▶ [EXTRACT PROVIDED]:
## BEGIN

This was Portugal’s second wildfire catastrophe of the year. On June 17, a series of fast-spreading fires swept across parts of central Portugal. Though the fires were not as widespread as Sunday’s, they killed at least 64 people and injured more than 200, many of them trapped in their cars as fire swept across a roadway near the city of Pedrógão Grande. The June fire was the deadliest in Portugal’s history. All told, the fires of 2017 have consumed more than a half-million acres in what has been called the nation’s worst natural disaster in living memory. The Portuguese government has come under increasing pressure to boost the nation’s resilience to wildfire. On Wednesday, interior minister Constanca Urbano de Sousa resigned, stating “After this summer, nothing can remain the same as before.”

## END

▶ [AVAILABLE DATA]:
## BEGIN

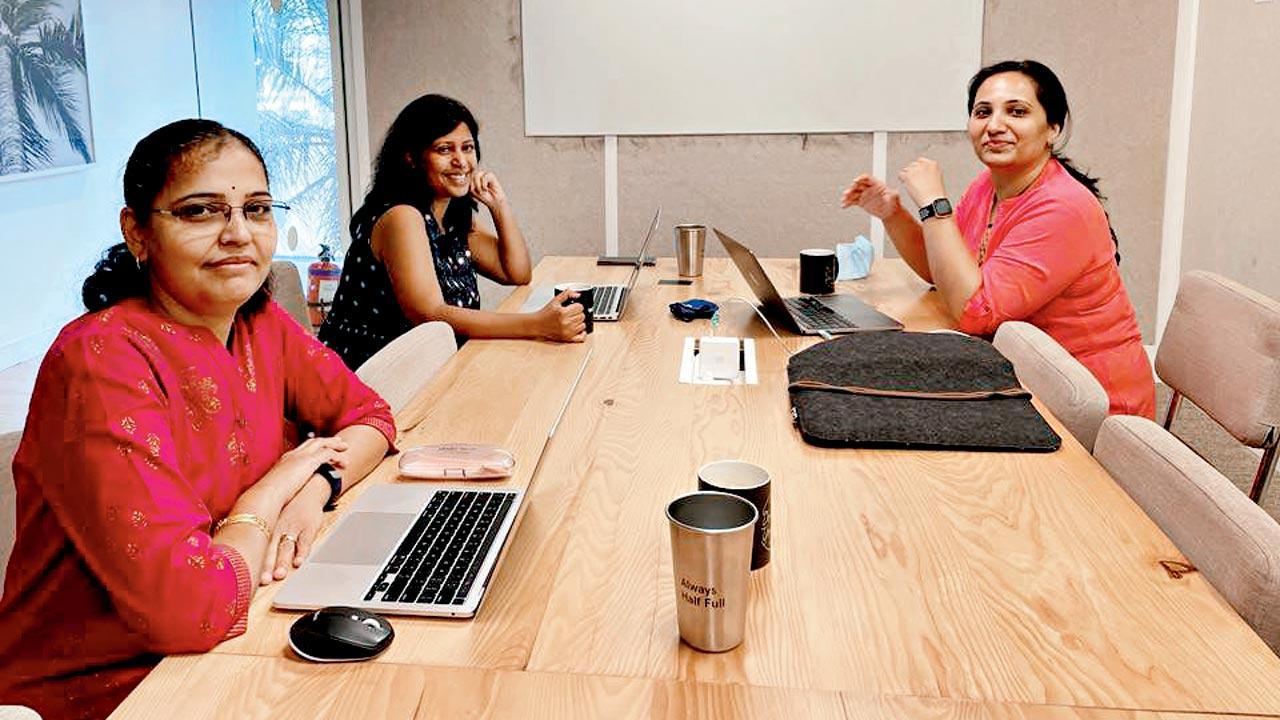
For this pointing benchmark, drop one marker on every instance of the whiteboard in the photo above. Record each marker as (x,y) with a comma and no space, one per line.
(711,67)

## END

▶ [REQUIRED WORK]: Could you reproduce the passage about Portugal's 2017 wildfires word for word?

▶ [THE RESPONSE]:
This was Portugal’s second wildfire catastrophe of the year. On June 17, a series of fast-spreading fires swept across parts of central Portugal. Though the fires were not as widespread as Sunday’s, they killed at least 64 people and injured more than 200, many of them trapped in their cars as fire swept across a roadway near the city of Pedrógão Grande. The June fire was the deadliest in Portugal’s history. All told, the fires of 2017 have consumed more than a half-million acres in what has been called the nation’s worst natural disaster in living memory. The Portuguese government has come under increasing pressure to boost the nation’s resilience to wildfire. On Wednesday, interior minister Constanca Urbano de Sousa resigned, stating “After this summer, nothing can remain the same as before.”